__TÂCHES À FAIRE__.
• 1. Chez quel éditeur a paru le livre dont parle l'extrait sur l'économie sociale et solidaire ?
• 2. Poursuivez l'extrait sur l'économie sociale et solidaire juste après sa dernière phrase.

__EXTRAIT__.

-- -- --

Les entreprises de l’économie sociale et solidaire seraient-elles en train de perdre leur âme ? C’est la question que pose Pascale-Dominique Russo, spécialiste du sujet, dans un livre enquête passionnant, Souffrance en milieu engagé, publié aux éditions du Faubourg.
Si la journaliste considère toujours l’Ess comme porteuse de progrès social, elle s’inquiète et alerte sur un secteur en proie à la concurrence, à la compétitivité, aux regroupements donnant naissance à de véritables mastodontes, succombant aux méthodes managériales des entreprises du Cac 40. Dysfonctionnements, perte de sens, burn out, le constat n’est pas tendre. Comment croître, s’adapter, tout en gardant l’éthique et le sens qui ont présidé à leur création ? C’est tout l’enjeu pour les entreprises du secteur confrontées aujourd’hui à un véritable défi. Seront-elles au rendez-vous ?
Pourquoi avoir décidé d’écrire ce livre ?

-- -- --

__LA LISTE__.
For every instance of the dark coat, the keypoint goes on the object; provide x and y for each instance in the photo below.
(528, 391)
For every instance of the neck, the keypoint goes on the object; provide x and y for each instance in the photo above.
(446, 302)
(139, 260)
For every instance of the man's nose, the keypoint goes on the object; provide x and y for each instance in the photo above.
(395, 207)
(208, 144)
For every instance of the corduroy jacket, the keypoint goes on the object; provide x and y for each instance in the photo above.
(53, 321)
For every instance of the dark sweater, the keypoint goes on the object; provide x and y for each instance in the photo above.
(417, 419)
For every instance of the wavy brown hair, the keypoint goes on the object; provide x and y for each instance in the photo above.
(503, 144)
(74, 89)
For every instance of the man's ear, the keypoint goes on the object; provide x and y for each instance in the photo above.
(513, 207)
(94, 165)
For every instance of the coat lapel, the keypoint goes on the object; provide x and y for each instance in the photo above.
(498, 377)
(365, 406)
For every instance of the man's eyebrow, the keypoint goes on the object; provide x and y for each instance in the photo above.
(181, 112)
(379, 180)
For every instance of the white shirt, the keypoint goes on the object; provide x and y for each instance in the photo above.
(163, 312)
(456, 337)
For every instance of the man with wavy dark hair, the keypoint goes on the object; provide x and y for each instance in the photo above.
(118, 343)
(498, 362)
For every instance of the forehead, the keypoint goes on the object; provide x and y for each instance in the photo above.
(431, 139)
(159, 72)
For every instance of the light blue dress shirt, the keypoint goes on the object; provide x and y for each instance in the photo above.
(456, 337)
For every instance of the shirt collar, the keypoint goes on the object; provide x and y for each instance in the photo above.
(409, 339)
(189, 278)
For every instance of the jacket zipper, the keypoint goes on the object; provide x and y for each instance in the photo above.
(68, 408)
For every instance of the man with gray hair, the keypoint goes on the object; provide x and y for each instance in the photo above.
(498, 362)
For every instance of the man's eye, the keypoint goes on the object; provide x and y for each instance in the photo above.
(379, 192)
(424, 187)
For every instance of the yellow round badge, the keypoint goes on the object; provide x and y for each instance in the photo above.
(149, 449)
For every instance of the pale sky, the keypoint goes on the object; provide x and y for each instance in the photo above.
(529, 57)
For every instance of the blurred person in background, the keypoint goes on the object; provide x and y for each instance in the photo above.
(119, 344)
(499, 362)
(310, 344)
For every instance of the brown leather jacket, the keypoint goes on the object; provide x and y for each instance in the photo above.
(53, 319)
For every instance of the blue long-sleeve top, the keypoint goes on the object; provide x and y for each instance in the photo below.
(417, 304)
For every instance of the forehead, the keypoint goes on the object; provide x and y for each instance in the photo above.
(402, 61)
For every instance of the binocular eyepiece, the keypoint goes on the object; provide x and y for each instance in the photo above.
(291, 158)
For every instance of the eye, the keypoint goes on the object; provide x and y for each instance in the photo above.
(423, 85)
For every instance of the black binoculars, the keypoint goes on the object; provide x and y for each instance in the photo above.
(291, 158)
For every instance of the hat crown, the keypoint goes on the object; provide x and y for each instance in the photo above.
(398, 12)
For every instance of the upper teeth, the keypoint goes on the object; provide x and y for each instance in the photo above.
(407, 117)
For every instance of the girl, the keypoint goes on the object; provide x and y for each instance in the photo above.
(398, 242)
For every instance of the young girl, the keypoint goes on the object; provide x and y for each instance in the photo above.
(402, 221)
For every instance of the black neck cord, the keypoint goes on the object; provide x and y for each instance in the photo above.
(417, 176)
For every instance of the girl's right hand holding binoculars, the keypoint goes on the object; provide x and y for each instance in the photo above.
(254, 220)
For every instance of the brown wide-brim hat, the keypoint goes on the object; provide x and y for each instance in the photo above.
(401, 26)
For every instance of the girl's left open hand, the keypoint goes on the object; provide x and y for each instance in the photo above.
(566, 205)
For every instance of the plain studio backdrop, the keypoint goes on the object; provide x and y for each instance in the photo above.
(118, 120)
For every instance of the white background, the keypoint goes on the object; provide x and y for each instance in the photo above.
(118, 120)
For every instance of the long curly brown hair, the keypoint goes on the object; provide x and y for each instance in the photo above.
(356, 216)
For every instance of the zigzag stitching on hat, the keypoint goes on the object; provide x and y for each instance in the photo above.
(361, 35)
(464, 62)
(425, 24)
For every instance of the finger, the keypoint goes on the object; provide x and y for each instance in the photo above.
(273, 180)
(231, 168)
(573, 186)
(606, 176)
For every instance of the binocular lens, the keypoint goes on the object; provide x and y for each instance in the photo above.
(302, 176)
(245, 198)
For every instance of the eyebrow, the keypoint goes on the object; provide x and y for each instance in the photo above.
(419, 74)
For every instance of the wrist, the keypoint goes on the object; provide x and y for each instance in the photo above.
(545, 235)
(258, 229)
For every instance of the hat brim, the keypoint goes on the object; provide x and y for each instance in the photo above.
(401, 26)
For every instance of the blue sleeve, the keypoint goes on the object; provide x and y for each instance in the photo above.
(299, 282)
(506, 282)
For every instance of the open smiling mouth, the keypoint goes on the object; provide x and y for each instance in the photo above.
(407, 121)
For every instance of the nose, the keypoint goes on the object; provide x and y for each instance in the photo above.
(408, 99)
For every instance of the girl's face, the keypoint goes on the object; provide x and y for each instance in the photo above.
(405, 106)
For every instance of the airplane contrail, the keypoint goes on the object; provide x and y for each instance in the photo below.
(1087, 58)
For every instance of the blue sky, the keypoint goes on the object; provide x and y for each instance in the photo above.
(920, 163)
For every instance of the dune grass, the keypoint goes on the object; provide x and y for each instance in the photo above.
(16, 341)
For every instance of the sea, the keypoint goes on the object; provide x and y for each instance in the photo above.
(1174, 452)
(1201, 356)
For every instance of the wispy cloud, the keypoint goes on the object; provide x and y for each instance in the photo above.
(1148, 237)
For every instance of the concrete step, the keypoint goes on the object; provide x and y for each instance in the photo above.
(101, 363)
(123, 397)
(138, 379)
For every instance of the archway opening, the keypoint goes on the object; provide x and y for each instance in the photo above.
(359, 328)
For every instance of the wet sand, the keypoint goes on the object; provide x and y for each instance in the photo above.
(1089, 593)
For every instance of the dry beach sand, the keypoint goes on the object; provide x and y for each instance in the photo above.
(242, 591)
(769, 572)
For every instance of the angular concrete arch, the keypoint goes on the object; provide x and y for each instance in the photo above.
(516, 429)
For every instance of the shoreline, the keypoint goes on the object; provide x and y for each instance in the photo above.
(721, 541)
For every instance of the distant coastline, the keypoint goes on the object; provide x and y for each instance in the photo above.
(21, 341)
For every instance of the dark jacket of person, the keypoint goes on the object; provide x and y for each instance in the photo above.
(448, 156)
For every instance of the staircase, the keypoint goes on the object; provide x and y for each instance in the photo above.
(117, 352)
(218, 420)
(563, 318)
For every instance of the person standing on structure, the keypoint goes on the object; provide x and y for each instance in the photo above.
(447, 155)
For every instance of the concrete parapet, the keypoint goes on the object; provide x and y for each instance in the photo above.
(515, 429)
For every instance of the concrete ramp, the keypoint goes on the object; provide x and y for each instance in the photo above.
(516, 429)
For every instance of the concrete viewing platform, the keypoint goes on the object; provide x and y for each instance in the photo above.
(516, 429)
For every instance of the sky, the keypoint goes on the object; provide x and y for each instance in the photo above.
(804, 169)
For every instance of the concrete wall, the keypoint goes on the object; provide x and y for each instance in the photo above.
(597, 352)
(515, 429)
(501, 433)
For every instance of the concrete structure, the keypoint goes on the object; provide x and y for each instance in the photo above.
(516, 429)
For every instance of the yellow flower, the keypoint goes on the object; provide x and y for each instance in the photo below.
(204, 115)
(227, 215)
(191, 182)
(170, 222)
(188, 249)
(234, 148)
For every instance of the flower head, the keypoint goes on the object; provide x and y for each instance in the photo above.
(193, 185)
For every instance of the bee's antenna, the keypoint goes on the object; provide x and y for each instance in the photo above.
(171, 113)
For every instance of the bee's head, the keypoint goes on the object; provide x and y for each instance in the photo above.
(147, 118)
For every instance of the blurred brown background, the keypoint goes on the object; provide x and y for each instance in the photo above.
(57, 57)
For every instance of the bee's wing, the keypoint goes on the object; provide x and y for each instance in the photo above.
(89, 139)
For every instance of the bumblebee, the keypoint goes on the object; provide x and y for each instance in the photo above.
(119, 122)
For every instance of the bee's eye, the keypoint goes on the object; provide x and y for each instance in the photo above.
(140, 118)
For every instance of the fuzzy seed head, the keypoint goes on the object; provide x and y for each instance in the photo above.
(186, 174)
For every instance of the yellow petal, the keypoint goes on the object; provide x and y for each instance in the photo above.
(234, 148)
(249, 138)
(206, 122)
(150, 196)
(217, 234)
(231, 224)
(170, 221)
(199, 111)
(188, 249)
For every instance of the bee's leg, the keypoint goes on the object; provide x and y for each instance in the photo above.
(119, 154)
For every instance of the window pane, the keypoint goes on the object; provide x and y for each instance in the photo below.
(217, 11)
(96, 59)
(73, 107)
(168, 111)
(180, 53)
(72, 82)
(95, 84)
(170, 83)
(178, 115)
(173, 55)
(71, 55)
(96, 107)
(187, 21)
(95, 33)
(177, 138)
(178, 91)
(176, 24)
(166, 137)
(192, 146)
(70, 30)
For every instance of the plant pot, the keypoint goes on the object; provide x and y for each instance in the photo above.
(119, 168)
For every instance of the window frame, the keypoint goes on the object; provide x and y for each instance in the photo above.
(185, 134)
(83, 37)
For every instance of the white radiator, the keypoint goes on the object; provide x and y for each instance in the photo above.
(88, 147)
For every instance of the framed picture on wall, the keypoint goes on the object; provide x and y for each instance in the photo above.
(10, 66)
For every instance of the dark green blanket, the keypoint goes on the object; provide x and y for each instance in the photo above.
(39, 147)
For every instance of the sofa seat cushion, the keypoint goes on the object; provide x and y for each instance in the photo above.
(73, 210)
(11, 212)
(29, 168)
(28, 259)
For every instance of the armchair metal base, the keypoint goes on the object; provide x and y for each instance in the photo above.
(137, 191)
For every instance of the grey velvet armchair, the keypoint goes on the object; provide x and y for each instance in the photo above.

-- -- --

__RÉPONSES PAR TÂCHE__.
• 1. Aux éditions du Faubourg.

• 2.
J’ai travaillé plusieurs années dans une structure de l’économie sociale. Je voyais les dysfonctionnements qui touchaient de nombreux services provoquant des burn out et beaucoup de souffrance chez les salariés. J’y ai découvert des méthodes de travail et une pression en contradiction avec les valeurs portées par l’économie sociale. Ces valeurs, notre institution les défendait pourtant, puisqu’un de ses rôles était de travailler avec les associations pour les aider et les accompagner dans la prévention des risques sociaux. En tant que salariés, nous avons régulièrement alerté sur la situation. Nous n’étions pas entendus. Suite à cette expérience personnelle, j’ai décidé, une fois à la retraite, d’enquêter pour voir ce qui se passait dans le secteur. Le constat n’est pas brillant.
Vous pointez dans votre livre certaines structures aux comportements particulièrement autocrates…
Oui, je cite de grosses associations dans lesquelles certains dirigeants ont un pouvoir presque absolu. La maltraitance y est parfois forte, les méthodes violentes. Mais plus généralement, dans de nombreuses structures, les failles démocratiques sont patentes. Il n’y a aucun contre-pouvoir. Soit les conseils d’administrations sont inexistants, soit il s’agit de simples chambres d’enregistrement. On fait aussi taire les syndicats. Il y a aujourd’hui un vrai problème de gouvernance dans l’Ess.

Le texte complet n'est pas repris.